**TEXTO DA PÁGINA**
──────────

O modelo social enxerga a deficiência como uma questão social
A virada normativa dessa abordagem ocorreu na Convenção Internacional de Nova York (2006), que estabeleceu a Convenção dos Direitos das Pessoas com Deficiência e seu protocolo facultativo. No Brasil, a Convenção foi integrada ao sistema jurídico pelo decreto 186/08 e ratificada pelo decreto presidencial 6.949/09, adquirindo status constitucional conforme o § 3º do art. 5º da Constituição.
Ao contrário do modelo médico, que tratava a deficiência como uma tragédia pessoal a ser “corrigida”, o modelo social enxerga a deficiência como uma questão social, resultante da interação entre impedimentos físicos e barreiras sociais. Essa mudança de perspectiva exige a adaptação dos sistemas sociais para incluir a diversidade humana. A sociedade, portanto, necessita se ajustar para ser inclusiva.
O impacto formal do modelo social no direito brasileiro se destaca especialmente com a Lei Brasileira de Inclusão (Lei 13.146/15). A lei incorpora princípios de direitos humanos das pessoas com deficiência, reforçando a ideia de que a deficiência é um desvio social, econômico, histórico e cultural, cuja correção passa por uma sociedade mais acessível e inclusiva.

──────────

**MATERIAL FORNECIDO**
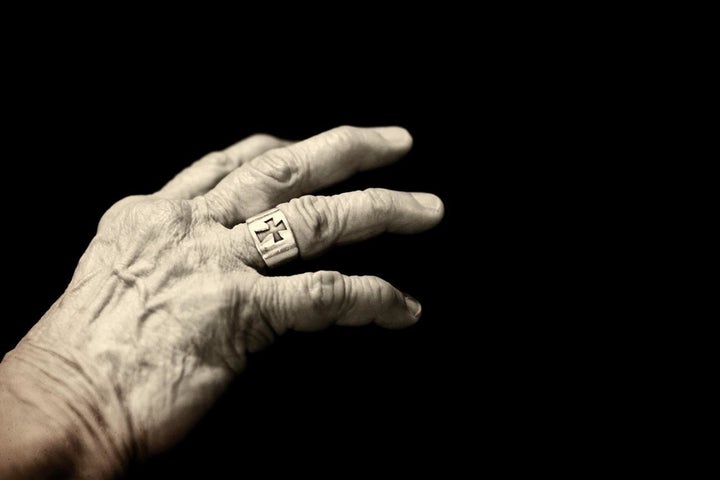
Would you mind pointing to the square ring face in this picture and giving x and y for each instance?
(273, 237)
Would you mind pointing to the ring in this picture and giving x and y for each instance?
(273, 237)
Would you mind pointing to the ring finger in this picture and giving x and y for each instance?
(318, 223)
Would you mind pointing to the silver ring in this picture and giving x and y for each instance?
(273, 237)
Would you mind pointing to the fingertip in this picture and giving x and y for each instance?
(414, 309)
(398, 137)
(431, 204)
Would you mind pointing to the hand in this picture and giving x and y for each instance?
(168, 299)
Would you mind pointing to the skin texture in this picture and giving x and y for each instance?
(171, 295)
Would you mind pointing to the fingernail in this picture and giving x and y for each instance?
(428, 200)
(397, 136)
(413, 306)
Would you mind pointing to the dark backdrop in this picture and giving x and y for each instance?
(357, 397)
(482, 379)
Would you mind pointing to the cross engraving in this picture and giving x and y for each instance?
(273, 229)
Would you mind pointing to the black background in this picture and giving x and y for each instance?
(481, 379)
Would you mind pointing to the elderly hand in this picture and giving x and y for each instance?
(169, 298)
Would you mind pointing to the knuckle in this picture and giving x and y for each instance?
(278, 166)
(262, 139)
(219, 159)
(317, 215)
(153, 215)
(380, 200)
(327, 291)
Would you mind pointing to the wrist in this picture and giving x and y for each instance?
(58, 416)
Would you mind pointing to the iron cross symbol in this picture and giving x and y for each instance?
(273, 229)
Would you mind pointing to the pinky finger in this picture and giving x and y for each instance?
(313, 301)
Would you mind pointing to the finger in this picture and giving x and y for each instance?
(320, 161)
(319, 222)
(312, 301)
(205, 173)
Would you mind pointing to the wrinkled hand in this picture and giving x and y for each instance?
(169, 298)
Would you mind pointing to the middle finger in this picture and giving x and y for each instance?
(284, 173)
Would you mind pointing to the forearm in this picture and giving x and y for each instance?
(55, 420)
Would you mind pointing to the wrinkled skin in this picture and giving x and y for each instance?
(169, 299)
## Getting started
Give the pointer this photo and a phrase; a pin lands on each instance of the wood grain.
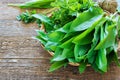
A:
(22, 58)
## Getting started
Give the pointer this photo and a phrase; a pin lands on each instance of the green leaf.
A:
(65, 28)
(34, 4)
(42, 34)
(84, 35)
(80, 52)
(67, 43)
(82, 67)
(40, 39)
(51, 46)
(57, 65)
(101, 60)
(85, 20)
(56, 36)
(43, 18)
(110, 39)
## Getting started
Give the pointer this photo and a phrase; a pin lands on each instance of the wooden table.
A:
(22, 58)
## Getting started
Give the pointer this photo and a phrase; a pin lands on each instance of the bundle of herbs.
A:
(79, 31)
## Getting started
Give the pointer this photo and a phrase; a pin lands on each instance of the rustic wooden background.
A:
(22, 58)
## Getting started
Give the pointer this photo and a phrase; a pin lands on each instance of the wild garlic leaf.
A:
(87, 32)
(110, 39)
(84, 21)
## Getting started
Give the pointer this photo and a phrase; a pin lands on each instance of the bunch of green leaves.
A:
(34, 4)
(68, 10)
(88, 39)
(78, 32)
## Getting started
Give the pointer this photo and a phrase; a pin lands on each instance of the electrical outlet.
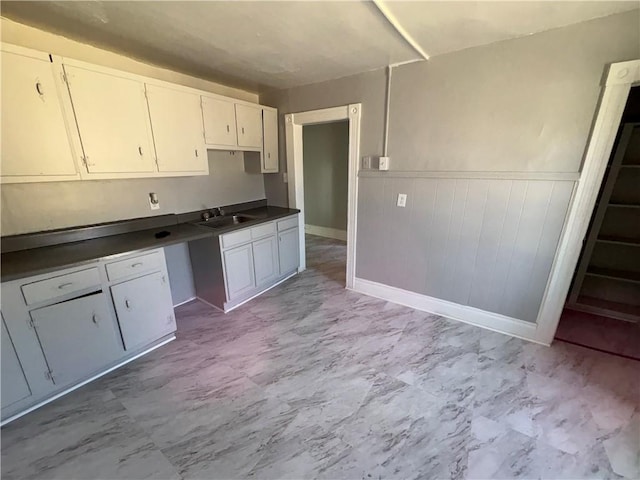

──────────

**O QUE FAZER**
[1] No texto sobre o modelo social da deficiência, liste os adjetivos que qualificam o desvio ao qual a Lei Brasileira de Inclusão associa a deficiência.
[2] Prossiga com o texto sobre o modelo social da deficiência e escreva o trecho que vem depois do último parágrafo.

**LISTA DE RESPOSTAS**
[1] social, econômico, histórico, cultural

[2]
Inclusão, conforme descrito por Romeu Sassaki, é o processo de adequação dos sistemas sociais comuns para toda a diversidade humana, com a participação das próprias pessoas na formulação e execução dessas adaptações. Trata-se de uma expressão do amadurecimento dos direitos fundamentais em uma sociedade democrática.
Na prática, porém, o modelo social de inclusão tem se mostrado um desafio, muitas vezes visto como inalcançável. A complexidade dos conflitos sociais, os fatores biológicos individuais, as barreiras estruturais e o capacitismo dificultam a plena inclusão.
O capacitismo, assim como o racismo e o sexismo, é uma forma de opressão estrutural que gera vulnerabilidades, pobreza, exclusão e violência. No Brasil, segundo o IBGE, há cerca de 18,6 milhões de pessoas com deficiência, aproximadamente 9% da população. A Pesquisa Nacional por Amostra de Domicílio aponta que o analfabetismo entre pessoas com deficiência é de 19,5%, e 63% não completam a educação básica. Apenas 7% conseguem acesso às universidades. A falta de inclusão no sistema educacional perpetua a desigualdade social e aprofunda a pobreza.
O Atlas da Violência de 2024 revela que pessoas com deficiência são mais suscetíveis à violência, especialmente considerando a interseccionalidade de gênero, raça e deficiência. Mulheres com deficiência enfrentam maior vulnerabilidade e maior violação de direitos. A violência sexual contra pessoas com deficiência intelectual é preocupante, com uma em cada três pessoas sofrendo abuso sexual na idade adulta.
A interseccionalidade entre deficiência e raça agrava ainda mais as desigualdades, especialmente para mulheres negras com deficiência. Segundo a Pesquisa Nacional por Amostra de Domicílio, 54% das pessoas com deficiência se declaram negras, mas apenas 0,6% acessam o ensino superior e 57% estão na informalidade no mercado de trabalho.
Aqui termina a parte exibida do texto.